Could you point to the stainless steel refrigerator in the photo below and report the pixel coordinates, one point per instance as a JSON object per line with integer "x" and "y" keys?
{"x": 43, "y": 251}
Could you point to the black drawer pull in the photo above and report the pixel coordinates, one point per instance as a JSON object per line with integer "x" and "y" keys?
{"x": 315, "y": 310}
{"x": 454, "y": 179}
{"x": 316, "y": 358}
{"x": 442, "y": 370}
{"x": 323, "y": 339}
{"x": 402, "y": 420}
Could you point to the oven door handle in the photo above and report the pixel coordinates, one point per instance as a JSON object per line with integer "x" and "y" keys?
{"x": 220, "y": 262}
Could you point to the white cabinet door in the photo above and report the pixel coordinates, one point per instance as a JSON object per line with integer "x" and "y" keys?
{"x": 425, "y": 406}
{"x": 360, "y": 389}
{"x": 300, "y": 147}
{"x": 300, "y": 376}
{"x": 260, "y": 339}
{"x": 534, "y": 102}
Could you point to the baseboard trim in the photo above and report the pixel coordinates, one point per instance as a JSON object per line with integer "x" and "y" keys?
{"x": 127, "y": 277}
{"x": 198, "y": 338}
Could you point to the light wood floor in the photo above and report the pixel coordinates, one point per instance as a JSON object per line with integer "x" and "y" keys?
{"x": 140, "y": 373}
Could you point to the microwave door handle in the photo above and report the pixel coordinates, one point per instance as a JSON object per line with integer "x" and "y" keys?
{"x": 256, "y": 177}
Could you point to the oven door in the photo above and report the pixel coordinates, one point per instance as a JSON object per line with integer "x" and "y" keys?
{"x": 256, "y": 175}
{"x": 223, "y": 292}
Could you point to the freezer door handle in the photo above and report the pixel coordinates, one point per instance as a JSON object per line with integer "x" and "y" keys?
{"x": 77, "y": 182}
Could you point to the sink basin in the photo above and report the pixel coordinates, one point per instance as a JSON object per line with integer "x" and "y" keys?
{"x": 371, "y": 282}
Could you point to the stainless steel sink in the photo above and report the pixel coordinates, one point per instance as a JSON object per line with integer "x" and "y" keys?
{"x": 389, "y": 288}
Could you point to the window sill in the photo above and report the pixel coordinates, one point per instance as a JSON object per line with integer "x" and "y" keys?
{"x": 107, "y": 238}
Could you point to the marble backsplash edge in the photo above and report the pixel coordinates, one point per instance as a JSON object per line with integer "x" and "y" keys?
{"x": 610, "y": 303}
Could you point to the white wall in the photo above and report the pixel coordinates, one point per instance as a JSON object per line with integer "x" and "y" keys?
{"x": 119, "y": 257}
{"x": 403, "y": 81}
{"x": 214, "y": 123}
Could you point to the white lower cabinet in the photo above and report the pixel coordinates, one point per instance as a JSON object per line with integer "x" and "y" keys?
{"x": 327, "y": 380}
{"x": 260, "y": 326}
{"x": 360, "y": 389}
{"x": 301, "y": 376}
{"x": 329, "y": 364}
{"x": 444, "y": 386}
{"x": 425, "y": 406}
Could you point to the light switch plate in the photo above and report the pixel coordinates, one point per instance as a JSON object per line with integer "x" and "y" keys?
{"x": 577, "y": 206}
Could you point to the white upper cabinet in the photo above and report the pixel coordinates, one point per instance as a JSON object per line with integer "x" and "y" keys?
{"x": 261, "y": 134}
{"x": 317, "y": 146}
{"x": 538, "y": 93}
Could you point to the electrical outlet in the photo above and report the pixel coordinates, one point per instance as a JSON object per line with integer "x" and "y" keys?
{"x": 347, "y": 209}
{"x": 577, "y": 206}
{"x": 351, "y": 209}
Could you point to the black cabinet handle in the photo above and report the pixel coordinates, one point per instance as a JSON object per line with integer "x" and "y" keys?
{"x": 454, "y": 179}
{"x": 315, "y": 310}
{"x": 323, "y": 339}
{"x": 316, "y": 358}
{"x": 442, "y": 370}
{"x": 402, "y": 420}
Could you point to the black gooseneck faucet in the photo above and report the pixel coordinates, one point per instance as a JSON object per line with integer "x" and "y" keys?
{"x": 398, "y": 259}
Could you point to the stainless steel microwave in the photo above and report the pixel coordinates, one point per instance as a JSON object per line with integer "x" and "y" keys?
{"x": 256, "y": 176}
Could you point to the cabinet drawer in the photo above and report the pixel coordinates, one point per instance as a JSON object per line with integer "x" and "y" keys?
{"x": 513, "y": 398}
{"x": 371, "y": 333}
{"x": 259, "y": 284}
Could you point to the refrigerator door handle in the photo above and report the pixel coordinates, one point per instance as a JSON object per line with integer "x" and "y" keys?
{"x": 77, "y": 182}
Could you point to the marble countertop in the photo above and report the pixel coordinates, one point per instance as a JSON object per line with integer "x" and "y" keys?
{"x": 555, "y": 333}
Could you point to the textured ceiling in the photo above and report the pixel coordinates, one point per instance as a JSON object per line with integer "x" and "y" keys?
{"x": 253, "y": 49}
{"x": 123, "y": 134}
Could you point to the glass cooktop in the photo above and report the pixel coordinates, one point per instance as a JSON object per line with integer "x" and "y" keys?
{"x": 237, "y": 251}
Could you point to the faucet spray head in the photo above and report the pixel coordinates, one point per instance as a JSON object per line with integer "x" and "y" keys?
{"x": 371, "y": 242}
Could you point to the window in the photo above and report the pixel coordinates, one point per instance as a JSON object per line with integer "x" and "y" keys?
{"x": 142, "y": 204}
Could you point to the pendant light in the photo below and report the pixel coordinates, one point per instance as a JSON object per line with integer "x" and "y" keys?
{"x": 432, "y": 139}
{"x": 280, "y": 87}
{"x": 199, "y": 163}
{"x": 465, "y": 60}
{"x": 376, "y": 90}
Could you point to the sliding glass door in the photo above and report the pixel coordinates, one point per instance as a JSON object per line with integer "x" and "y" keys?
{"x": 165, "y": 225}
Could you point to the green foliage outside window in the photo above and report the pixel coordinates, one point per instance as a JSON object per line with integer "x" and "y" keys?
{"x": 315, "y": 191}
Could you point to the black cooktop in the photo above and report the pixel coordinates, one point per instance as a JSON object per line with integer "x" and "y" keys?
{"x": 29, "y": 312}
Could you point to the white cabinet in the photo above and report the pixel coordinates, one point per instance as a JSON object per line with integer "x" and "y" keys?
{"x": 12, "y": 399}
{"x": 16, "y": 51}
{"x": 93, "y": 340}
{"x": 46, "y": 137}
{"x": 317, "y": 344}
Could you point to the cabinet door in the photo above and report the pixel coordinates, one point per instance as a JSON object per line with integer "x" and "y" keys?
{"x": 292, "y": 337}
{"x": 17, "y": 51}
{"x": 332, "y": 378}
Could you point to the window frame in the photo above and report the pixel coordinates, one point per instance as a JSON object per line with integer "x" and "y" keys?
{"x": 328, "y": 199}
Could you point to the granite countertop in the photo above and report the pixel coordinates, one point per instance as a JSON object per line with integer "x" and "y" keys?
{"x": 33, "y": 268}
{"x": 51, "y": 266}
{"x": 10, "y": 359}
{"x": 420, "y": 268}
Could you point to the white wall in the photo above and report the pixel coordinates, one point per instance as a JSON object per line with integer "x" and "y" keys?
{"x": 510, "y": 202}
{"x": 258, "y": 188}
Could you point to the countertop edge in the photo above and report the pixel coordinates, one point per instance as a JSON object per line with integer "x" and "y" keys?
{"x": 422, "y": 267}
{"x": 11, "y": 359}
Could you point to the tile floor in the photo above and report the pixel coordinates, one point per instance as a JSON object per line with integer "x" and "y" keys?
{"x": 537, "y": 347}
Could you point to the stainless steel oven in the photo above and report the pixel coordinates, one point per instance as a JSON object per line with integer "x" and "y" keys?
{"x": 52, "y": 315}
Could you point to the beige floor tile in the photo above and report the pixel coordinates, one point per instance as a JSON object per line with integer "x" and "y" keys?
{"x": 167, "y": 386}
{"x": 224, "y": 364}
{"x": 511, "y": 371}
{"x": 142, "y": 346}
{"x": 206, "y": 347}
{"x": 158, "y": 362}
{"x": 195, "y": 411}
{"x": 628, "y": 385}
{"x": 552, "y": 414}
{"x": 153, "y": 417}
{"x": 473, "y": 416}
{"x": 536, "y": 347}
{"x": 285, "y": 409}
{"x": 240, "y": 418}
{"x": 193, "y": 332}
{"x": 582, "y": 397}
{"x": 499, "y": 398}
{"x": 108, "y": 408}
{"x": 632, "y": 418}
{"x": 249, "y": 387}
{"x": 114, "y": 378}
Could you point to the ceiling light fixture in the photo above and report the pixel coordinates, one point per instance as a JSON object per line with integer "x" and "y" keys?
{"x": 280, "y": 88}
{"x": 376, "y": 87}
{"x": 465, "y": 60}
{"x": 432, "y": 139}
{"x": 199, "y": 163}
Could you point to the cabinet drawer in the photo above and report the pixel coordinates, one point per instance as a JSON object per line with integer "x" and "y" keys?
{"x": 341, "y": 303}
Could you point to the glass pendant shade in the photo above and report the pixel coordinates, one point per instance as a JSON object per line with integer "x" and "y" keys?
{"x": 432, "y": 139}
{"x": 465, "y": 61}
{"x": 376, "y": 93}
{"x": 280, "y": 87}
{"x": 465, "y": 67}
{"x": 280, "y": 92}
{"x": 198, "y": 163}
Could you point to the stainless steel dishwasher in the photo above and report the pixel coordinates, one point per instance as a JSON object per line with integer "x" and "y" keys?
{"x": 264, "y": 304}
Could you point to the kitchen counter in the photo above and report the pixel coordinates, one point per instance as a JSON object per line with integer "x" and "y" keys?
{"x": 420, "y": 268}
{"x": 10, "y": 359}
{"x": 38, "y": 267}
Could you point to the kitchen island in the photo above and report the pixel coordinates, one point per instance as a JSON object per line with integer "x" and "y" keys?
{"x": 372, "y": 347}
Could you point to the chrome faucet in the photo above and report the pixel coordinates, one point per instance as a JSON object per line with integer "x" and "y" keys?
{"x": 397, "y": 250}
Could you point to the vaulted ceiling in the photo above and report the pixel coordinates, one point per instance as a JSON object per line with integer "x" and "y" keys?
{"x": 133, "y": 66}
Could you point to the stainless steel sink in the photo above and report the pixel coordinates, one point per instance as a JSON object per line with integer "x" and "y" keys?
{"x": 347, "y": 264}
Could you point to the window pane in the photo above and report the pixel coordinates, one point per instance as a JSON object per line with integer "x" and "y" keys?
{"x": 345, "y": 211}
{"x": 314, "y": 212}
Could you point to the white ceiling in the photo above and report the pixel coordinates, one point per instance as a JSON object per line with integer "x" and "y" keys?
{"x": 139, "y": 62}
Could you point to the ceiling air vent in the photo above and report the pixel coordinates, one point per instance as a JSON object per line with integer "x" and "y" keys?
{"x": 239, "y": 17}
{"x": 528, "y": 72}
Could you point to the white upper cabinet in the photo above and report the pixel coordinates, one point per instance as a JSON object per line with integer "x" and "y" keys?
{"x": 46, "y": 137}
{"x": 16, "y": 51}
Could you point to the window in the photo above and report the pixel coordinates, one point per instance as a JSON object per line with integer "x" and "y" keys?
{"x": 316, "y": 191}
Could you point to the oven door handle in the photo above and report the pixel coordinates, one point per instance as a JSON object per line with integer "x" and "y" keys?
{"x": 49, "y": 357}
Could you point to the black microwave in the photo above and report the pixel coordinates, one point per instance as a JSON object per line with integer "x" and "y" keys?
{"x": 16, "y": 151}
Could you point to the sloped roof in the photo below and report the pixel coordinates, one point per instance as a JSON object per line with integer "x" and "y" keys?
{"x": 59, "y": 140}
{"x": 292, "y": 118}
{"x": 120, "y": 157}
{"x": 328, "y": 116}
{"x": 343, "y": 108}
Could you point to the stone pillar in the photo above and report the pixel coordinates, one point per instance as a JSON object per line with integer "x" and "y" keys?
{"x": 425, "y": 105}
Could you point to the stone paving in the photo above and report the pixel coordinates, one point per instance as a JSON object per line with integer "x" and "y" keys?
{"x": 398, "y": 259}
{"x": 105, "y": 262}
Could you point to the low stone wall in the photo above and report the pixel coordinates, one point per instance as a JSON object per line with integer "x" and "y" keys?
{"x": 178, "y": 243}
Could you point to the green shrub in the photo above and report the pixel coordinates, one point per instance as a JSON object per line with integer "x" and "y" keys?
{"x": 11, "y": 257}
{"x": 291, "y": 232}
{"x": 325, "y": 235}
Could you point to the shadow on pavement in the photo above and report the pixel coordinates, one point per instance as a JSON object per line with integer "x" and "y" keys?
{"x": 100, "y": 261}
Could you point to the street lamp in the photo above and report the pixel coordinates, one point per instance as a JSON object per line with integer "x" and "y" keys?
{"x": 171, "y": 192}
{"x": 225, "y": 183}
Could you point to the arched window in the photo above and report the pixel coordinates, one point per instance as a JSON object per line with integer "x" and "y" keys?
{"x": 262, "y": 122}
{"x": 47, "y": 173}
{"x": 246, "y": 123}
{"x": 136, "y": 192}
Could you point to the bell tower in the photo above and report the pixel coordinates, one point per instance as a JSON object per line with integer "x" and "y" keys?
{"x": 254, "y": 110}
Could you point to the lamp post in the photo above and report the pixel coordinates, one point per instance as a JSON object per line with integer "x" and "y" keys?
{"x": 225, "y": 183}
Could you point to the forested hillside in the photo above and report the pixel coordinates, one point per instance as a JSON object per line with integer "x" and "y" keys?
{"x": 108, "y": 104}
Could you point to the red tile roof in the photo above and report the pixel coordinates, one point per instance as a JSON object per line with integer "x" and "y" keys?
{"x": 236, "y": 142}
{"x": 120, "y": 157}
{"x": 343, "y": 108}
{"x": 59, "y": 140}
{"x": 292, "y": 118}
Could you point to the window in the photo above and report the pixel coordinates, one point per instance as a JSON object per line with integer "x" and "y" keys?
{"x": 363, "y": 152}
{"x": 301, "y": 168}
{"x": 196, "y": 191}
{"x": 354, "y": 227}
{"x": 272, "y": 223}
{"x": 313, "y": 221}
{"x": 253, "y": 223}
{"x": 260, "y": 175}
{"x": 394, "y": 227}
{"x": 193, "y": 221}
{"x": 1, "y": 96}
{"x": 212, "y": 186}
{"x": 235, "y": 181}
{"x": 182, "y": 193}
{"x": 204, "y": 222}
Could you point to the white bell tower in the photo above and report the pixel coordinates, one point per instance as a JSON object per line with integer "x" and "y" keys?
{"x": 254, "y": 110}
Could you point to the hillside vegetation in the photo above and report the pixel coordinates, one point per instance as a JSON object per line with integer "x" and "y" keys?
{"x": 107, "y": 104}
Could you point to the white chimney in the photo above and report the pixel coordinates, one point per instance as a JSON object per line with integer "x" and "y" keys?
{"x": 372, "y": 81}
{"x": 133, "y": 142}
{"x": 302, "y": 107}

▶ **YOUR ASSIGNMENT**
Would you please copy the lines above, from the one holding "Could you point to the forested" through the last, and nothing else?

▶ **OUTPUT**
Could you point to the forested hillside in the photo above and report the pixel coordinates, one point per instance as a JSON object per line with integer "x" and "y" keys?
{"x": 108, "y": 104}
Could you point to the red tile roof in the photo above and report the pixel coordinates, one point per instance as a JSON object per line with integer "x" and "y" keys?
{"x": 236, "y": 142}
{"x": 120, "y": 157}
{"x": 343, "y": 108}
{"x": 59, "y": 140}
{"x": 292, "y": 118}
Could you point to the window in the photo above and report the pixel coordinates, one point per instance as a JSON object per line with integer "x" and "y" keys?
{"x": 363, "y": 152}
{"x": 301, "y": 168}
{"x": 196, "y": 191}
{"x": 354, "y": 227}
{"x": 272, "y": 223}
{"x": 313, "y": 221}
{"x": 253, "y": 223}
{"x": 260, "y": 175}
{"x": 394, "y": 227}
{"x": 193, "y": 221}
{"x": 1, "y": 96}
{"x": 212, "y": 186}
{"x": 235, "y": 181}
{"x": 182, "y": 193}
{"x": 204, "y": 222}
Could you point to the white bell tower in the photo above and report the pixel coordinates, one point per instance as a JSON object per line with integer "x" and "y" keys?
{"x": 254, "y": 110}
Could you point to the hillside vegetation in the photo above and report the pixel coordinates, one point per instance as a JSON object per line with integer "x" and "y" keys?
{"x": 107, "y": 104}
Could you point to the white chimney in the photo above and report the pixel coordinates, one point per instance as a JSON object per line with integer "x" and "y" keys?
{"x": 372, "y": 81}
{"x": 133, "y": 142}
{"x": 302, "y": 107}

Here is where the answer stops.